GIVEN PROBLEM:
Please give every line of the material below as a numbered list, with blank lines omitted. Leave the pictures out of your answer.

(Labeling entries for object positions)
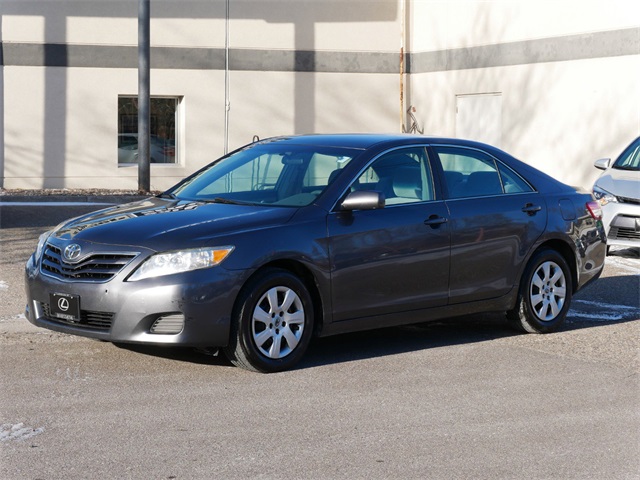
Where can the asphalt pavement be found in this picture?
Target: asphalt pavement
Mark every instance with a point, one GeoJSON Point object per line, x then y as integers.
{"type": "Point", "coordinates": [460, 399]}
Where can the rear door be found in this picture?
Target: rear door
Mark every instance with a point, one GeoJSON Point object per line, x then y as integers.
{"type": "Point", "coordinates": [495, 218]}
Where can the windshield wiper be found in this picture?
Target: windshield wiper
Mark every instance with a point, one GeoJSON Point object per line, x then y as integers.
{"type": "Point", "coordinates": [227, 201]}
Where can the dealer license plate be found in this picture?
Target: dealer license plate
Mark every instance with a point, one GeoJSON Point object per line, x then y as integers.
{"type": "Point", "coordinates": [65, 306]}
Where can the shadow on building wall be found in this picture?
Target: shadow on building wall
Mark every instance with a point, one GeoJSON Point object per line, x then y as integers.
{"type": "Point", "coordinates": [303, 15]}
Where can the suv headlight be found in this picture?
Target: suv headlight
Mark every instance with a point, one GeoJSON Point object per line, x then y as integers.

COMPLETED EXERCISE:
1. Where can the asphalt pavement be found in this picture?
2. Target: asphalt pavement
3. Mark every instance with a point, one GeoJSON Point object per line, x then y as integers.
4. {"type": "Point", "coordinates": [460, 399]}
5. Where can the rear door be found in this picture?
6. Target: rear door
7. Mark every instance with a point, one GeoJSON Point object per line, x then y as integers.
8. {"type": "Point", "coordinates": [495, 218]}
9. Where can the windshield wiper be found in this picture?
10. Target: windshield wiper
11. Mark every instance with a point, one GeoJSON Point object per line, x then y as integers.
12. {"type": "Point", "coordinates": [227, 201]}
13. Where can the dealer license plate be found in this picture?
14. Target: dealer license plate
15. Mark every instance with a point, one GeoJSON Point object per line, x then y as integers.
16. {"type": "Point", "coordinates": [65, 306]}
17. Where can the shadow on building wall be found in this picture?
18. Target: shadow on building wall
19. Mark every instance with a point, one GeoJSON Point object per line, x then y as integers.
20. {"type": "Point", "coordinates": [303, 15]}
21. Where can the suv headlight be found in this picture?
22. Target: suv headlight
23. Mark every instance with a point, one GeoJSON Point object per line, x then y as integers.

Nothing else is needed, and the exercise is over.